Region annotation entries:
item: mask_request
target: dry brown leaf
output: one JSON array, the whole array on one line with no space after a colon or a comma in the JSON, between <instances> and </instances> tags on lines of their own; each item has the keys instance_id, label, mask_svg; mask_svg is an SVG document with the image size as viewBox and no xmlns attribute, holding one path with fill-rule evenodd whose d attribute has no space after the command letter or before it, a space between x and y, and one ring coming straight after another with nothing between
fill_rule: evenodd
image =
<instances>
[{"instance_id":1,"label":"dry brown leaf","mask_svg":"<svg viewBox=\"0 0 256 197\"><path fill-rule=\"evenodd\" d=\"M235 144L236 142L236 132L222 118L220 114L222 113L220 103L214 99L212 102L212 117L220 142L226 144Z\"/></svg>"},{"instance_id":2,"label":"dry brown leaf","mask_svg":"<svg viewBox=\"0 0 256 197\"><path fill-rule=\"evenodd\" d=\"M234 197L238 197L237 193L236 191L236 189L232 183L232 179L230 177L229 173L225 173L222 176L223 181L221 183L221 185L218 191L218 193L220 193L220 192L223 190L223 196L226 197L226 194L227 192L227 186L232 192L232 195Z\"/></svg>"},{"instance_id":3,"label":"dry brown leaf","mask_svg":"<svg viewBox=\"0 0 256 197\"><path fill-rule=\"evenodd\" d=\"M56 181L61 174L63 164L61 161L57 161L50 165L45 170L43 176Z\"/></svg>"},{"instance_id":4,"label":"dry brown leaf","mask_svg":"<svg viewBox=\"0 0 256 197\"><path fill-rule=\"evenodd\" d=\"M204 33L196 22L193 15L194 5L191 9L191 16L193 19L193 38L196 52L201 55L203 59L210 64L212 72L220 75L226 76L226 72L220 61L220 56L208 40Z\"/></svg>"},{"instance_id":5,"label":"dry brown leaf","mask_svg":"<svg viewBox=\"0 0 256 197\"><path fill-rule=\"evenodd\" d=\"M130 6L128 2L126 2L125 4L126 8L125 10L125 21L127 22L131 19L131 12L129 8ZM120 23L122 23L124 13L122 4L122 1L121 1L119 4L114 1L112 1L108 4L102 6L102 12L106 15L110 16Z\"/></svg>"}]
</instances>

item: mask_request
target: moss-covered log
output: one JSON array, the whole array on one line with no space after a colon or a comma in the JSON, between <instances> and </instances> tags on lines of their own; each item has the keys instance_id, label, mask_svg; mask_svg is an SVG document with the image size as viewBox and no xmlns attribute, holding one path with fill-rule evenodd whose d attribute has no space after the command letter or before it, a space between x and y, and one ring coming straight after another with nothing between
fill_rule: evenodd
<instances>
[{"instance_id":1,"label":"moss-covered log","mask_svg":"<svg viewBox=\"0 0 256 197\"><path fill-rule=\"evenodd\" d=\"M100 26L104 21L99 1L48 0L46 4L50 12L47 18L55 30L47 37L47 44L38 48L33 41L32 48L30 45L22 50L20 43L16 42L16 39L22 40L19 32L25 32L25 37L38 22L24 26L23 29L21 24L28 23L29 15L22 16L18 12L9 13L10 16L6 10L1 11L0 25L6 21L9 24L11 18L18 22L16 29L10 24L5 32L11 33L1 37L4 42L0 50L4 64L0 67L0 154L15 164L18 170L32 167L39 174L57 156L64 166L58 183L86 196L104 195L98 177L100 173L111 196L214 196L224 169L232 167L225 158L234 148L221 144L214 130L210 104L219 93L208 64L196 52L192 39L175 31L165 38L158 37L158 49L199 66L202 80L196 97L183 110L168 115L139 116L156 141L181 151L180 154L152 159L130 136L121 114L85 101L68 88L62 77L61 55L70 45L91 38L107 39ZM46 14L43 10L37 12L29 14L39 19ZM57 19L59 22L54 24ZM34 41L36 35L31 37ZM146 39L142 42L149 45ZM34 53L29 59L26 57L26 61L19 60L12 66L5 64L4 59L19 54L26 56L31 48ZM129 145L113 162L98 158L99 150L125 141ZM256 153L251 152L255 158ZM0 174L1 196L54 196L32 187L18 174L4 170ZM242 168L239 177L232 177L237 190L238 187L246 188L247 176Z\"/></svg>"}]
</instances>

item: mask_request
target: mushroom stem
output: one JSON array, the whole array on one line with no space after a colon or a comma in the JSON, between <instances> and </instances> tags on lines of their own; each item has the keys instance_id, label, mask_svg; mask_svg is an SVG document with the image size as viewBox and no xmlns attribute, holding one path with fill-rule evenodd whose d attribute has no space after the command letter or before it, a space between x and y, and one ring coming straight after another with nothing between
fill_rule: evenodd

_Work required_
Please select and copy every line in the rows above that contains the string "target". Case counts when matching.

_Task response_
target: dry brown leaf
target: moss-covered log
target: mushroom stem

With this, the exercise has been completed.